---------- Supplied records

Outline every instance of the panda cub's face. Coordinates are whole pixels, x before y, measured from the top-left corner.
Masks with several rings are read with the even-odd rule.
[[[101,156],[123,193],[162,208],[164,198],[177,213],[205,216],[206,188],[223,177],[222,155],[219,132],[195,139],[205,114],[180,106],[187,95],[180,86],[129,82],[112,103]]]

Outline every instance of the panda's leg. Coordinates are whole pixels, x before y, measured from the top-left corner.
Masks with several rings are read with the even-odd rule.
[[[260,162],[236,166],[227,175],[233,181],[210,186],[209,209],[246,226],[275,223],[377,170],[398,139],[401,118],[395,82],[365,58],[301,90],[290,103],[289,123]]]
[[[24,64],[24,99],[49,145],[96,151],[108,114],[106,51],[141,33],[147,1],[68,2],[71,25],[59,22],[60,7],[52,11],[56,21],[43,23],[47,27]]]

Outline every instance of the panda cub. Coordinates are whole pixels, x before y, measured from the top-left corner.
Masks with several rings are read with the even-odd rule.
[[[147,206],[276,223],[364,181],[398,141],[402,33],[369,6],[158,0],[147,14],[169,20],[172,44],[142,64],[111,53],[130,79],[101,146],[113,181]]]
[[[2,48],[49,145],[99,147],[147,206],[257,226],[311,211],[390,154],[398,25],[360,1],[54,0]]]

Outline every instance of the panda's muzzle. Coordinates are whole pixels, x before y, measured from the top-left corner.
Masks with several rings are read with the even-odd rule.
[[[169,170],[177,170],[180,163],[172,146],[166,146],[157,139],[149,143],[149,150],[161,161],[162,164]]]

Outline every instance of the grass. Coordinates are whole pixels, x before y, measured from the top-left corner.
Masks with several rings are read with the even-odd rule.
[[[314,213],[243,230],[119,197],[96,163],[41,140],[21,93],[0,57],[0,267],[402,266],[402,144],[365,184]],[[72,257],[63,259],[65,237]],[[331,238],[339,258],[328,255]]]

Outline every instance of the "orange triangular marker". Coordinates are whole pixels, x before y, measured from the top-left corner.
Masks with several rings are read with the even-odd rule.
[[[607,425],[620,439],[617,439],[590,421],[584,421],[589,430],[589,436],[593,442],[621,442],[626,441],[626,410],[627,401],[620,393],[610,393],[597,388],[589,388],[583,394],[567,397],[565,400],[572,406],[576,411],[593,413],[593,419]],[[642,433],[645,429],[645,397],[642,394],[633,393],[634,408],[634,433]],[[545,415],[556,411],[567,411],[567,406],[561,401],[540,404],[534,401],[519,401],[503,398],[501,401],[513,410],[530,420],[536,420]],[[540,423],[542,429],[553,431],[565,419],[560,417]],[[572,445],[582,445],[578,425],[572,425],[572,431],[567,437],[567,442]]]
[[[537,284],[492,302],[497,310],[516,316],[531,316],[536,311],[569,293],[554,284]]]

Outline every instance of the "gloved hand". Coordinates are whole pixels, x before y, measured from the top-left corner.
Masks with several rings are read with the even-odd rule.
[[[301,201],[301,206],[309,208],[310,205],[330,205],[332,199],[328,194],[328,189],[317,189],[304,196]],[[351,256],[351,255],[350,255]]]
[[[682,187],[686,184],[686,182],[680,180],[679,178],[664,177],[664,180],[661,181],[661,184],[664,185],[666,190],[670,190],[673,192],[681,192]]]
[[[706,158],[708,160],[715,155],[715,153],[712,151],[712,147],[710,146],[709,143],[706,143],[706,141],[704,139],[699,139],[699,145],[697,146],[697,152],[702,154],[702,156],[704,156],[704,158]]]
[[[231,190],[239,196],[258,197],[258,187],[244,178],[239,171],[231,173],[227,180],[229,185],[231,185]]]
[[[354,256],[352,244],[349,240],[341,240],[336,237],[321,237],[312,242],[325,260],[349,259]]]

--------------------

**The problem:** List each line of the records in which the word "before" occurs.

**Finished exercise:**
Outline every instance of the panda cub's face. Coordinates are whole pixels, x before y, measured from the top-left corner.
Outline every instance of the panda's leg. Coordinates are whole pixels, x before y, measured from the top-left corner.
Outline every instance of the panda cub. Coordinates are whole pixels, x before y, measured from the top-left corner.
Outline every instance of the panda's muzzle. Coordinates are whole pixels, x before y, measured from the top-left corner.
Outline every instance of the grass. Coordinates are whole pixels, x before y, measured from the top-left corner.
Outline every instance of the "orange triangular marker". Coordinates are whole pixels, x before y, measured from the top-left corner.
Outline every instance of the "gloved hand". Coordinates are whole pixels, x before y, measured from the top-left corner.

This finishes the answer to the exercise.